▶ **TASKS AND EXERCISES**
1) Transcribe the stretch of the Final Judgment excerpt from "B. Each defendant" through "of this Final Judgment.".
2) Decide whether each statement agrees with the Final Judgment excerpt, answering yes or no and quoting the deciding words: (a) Suffolk County is part of the Boston Area; (b) KSD-FM is a CBS Radio Station; (c) defendants must obtain an agreement to be bound by the Final Judgment from an Acquirer of the WAAF-FM Assets.

▶ **PROVIDED PASSAGE**
__________________________________________________

K. "Boston Area" means the Boston, Massachusetts Metro Survey Area as identified by The Arbitron Radio Market Report for Boston (Spring 1997), which is made up of the following counties:Essex, Middlesex, Norfolk, Plymouth, and Suffolk.

L. "St. Louis Area" means the St. Louis, Missouri Metro Survey Area as identified by The Arbitron Radio Market Report for St. Louis (Spring 1997), which is made up of the following counties: Clinton, Franklin, Jefferson, Jersey, Lincoln, Madison, Monroe, St. Charles, St. Clair, St. Louis, St. Louis City, and Warren.

M. "CBS Radio Station" means any radio station owned by CBS or ARS and licensed to a community in the Baltimore Area, the Boston Area, or the St. Louis Area, other than WOCT-FM in the Baltimore Area, WEGQ-FM, WAAF-FM, WEEI-AM and WRKO-AM in the Boston Area, and KSD-FM and KLOU-FM in the St. Louis Area.

N. "Non-CBS Radio Station" means any radio station licensed to a community in the Baltimore Area, the Boston Area, or the St. Louis Area that is not a CBS Radio Station.

O. "Acquirer" means the entity or entities to whom defendants divest the WOCT-FM Assets, the WEGQ-FM Assets, the WAAF-FM Assets, the WEEI-AM Assets, the WRKO-AM Assets, the KSD-FM Assets, and/or the KLOU-FM Assets under this Final Judgment.

P. "FCC Disposition Trust" means the FCC-approved trust or trusts established for the purpose of insuring compliance with FCC numerical limitations on radio local ownership.

Q. "FCC Trust Radio Stations" means those stations which CBS will transfer into the FCC Disposition Trust prior to consummation of the proposed acquisition.

III. APPLICABILITY

A. The provisions of this Final Judgment apply to each of the defendants, their successors and assigns, their subsidiaries, affiliates, directors, officers, managers, agents and employees, and all other persons in active concert or participation with any of them who shall have received actual notice of this Final Judgment by personal service or otherwise.

B. Each defendant shall require, as a condition of the sale or other disposition of all or substantially all of the assets used in its business of owning and operating its portfolio of radio stations in the Baltimore Area, the Boston Area, or the St. Louis Area, that the acquiring party or parties agree to be bound by the provisions of this Final Judgment; provided, however, that defendants need not obtain such an agreement from an Acquirer in connection with the divestiture of the WOCT-FM Assets, the WEGQ-FM Assets, the WAAF-FM Assets, the WEEI-AM Assets, the WRKO-AM Assets, the KSD-FM Assets, and/or the KLOU-FM Assets; and provided further that if any divestiture assets are placed in an FCC Disposition Trust, defendants shall undertake to require that the trustee be bound by the provisions of this Final Judgment.

__________________________________________________

▶ **MATERIAL PROVIDED**
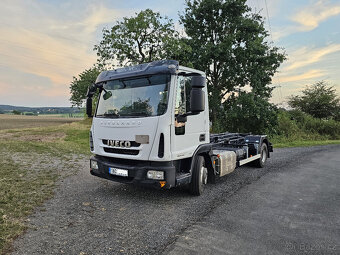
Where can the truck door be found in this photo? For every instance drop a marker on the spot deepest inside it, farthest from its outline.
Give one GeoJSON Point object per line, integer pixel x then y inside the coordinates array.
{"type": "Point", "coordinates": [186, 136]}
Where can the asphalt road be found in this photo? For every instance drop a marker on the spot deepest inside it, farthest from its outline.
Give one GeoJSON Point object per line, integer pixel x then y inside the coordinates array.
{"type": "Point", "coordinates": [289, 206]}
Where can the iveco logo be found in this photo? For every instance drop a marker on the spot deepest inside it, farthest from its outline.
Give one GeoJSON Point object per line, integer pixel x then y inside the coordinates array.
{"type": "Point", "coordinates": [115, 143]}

__________________________________________________

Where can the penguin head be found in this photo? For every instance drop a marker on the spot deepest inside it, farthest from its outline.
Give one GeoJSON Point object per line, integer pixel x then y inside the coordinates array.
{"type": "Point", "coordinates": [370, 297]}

__________________________________________________

▶ **RESULTS**
1)
B. Each defendant shall require, as a condition of the sale or other disposition of all or substantially all of the assets used in its business of owning and operating its portfolio of radio stations in the Baltimore Area, the Boston Area, or the St. Louis Area, that the acquiring party or parties agree to be bound by the provisions of this Final Judgment; provided, however, that defendants need not obtain such an agreement from an Acquirer in connection with the divestiture of the WOCT-FM Assets, the WEGQ-FM Assets, the WAAF-FM Assets, the WEEI-AM Assets, the WRKO-AM Assets, the KSD-FM Assets, and/or the KLOU-FM Assets; and provided further that if any divestiture assets are placed in an FCC Disposition Trust, defendants shall undertake to require that the trustee be bound by the provisions of this Final Judgment.

2)
(a) Yes: "Essex, Middlesex, Norfolk, Plymouth, and Suffolk"
(b) No: "other than WOCT-FM in the Baltimore Area, WEGQ-FM, WAAF-FM, WEEI-AM and WRKO-AM in the Boston Area, and KSD-FM and KLOU-FM in the St. Louis Area"
(c) No: "defendants need not obtain such an agreement from an Acquirer in connection with the divestiture of the WOCT-FM Assets, the WEGQ-FM Assets, the WAAF-FM Assets"